What you are asked to do: Starting with the line that holds "point: white plate" and going on through the end of the material, copy those lines again with "chair backrest" changed to "chair back" and everything else left the same.
** Start of Provided material **
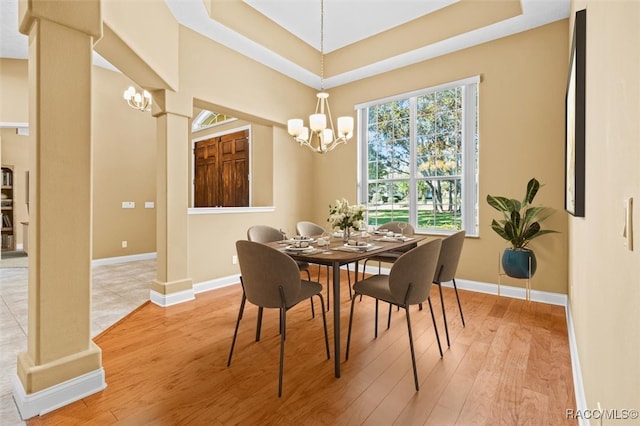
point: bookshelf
(7, 204)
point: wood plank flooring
(166, 366)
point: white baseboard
(46, 400)
(123, 259)
(165, 300)
(509, 291)
(578, 384)
(216, 283)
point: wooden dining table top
(336, 255)
(336, 252)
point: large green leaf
(532, 189)
(511, 231)
(499, 229)
(531, 231)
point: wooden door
(206, 185)
(222, 171)
(234, 166)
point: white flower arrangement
(344, 216)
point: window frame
(470, 158)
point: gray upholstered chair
(268, 234)
(309, 229)
(446, 271)
(408, 283)
(271, 279)
(390, 256)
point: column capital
(84, 16)
(170, 102)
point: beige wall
(124, 145)
(124, 169)
(604, 291)
(14, 106)
(523, 80)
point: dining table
(337, 253)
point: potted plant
(519, 225)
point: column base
(54, 397)
(171, 293)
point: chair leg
(259, 324)
(458, 298)
(328, 289)
(413, 355)
(283, 328)
(349, 332)
(435, 327)
(313, 311)
(235, 333)
(375, 332)
(364, 268)
(324, 323)
(444, 316)
(349, 279)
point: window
(419, 158)
(221, 170)
(207, 119)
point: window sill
(230, 210)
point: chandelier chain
(321, 135)
(321, 45)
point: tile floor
(117, 290)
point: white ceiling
(345, 22)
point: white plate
(302, 239)
(294, 248)
(358, 246)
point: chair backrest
(307, 229)
(449, 257)
(393, 227)
(264, 269)
(416, 268)
(264, 234)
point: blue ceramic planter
(516, 263)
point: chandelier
(320, 136)
(141, 102)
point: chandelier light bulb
(141, 102)
(317, 122)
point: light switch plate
(628, 223)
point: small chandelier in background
(141, 102)
(320, 136)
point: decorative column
(61, 363)
(172, 284)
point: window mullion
(413, 185)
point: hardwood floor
(165, 366)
** End of Provided material **
Answer for this exercise:
point: white plate
(302, 239)
(294, 248)
(358, 246)
point: chair back
(307, 229)
(449, 257)
(393, 227)
(264, 269)
(416, 268)
(264, 234)
point: blue ceramic planter
(516, 263)
point: chandelier
(320, 136)
(141, 102)
point: chandelier light bulb
(141, 102)
(317, 122)
point: light switch plate
(628, 223)
point: small chandelier in background
(141, 102)
(320, 136)
point: decorative column
(61, 363)
(172, 284)
point: window mullion
(413, 185)
point: hardwood floor
(165, 366)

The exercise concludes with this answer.